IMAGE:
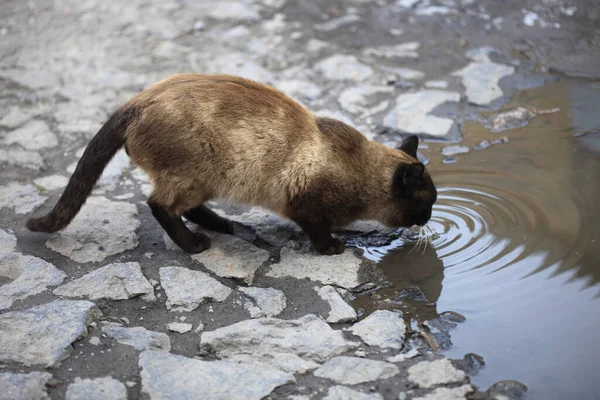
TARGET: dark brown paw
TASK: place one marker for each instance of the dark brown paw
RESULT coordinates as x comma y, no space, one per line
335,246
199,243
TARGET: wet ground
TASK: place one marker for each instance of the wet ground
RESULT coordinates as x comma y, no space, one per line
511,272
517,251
────────────────
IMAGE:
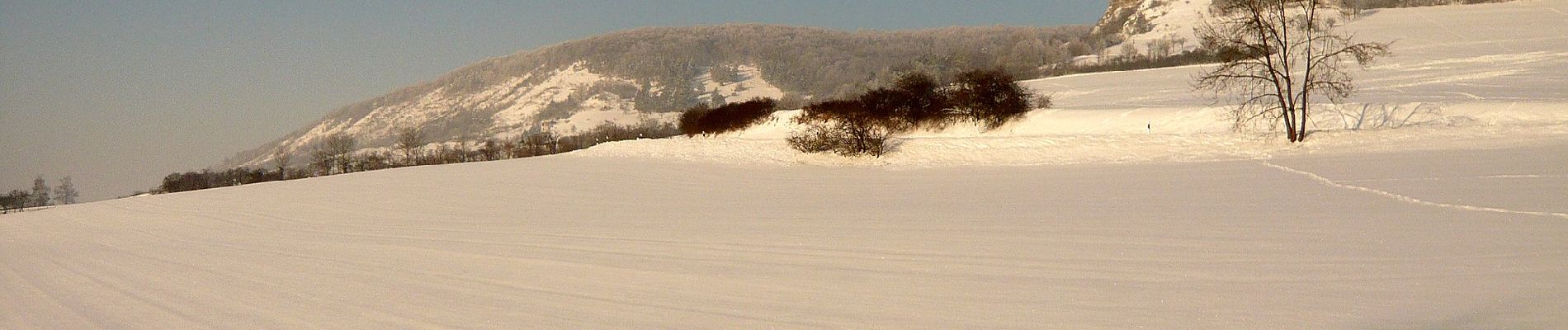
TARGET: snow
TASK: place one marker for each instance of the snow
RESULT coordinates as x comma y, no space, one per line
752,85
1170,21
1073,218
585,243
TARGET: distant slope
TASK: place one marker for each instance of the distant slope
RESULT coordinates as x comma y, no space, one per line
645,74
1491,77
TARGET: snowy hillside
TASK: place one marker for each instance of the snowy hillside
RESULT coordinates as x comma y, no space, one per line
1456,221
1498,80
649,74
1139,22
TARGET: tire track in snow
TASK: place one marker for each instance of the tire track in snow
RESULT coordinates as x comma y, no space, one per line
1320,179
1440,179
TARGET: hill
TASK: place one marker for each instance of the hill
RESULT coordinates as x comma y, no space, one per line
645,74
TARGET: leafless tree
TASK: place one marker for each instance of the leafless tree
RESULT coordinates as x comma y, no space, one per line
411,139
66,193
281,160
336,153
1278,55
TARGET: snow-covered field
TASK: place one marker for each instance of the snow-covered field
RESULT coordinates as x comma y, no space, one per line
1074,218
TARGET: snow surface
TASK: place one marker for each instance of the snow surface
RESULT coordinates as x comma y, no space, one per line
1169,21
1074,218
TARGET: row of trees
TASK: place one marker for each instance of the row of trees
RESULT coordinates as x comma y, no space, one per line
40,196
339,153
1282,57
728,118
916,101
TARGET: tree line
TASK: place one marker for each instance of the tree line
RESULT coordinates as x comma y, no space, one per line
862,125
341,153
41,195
────────────────
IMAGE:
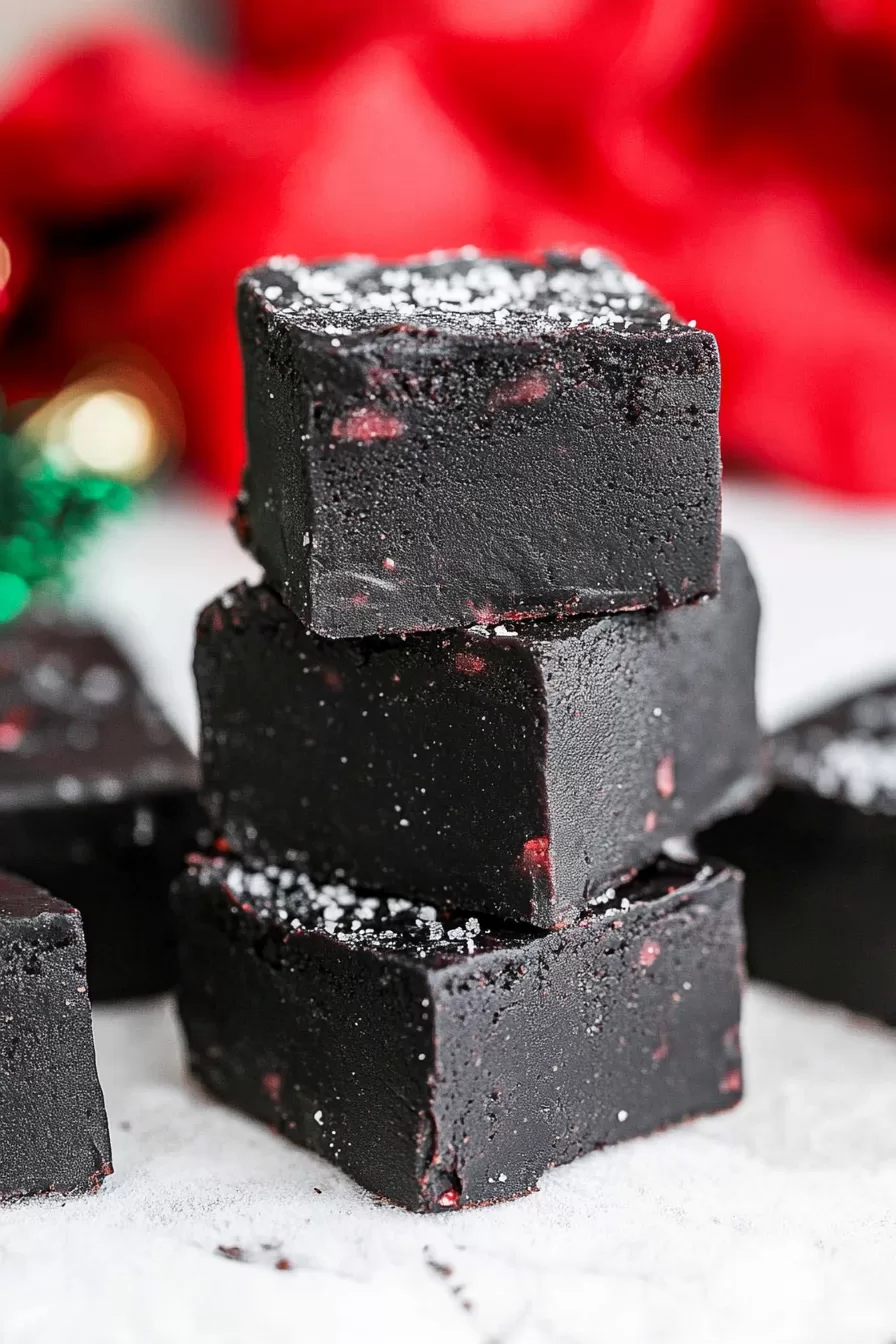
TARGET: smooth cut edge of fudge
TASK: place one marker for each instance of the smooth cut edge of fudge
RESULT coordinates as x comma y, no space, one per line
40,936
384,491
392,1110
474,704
────────────────
Identify every line in the entries above that contains the word "brown", and copy each of those lines.

TARGET: dark brown paw
TASK: place one marker for each instance of the dark brown paw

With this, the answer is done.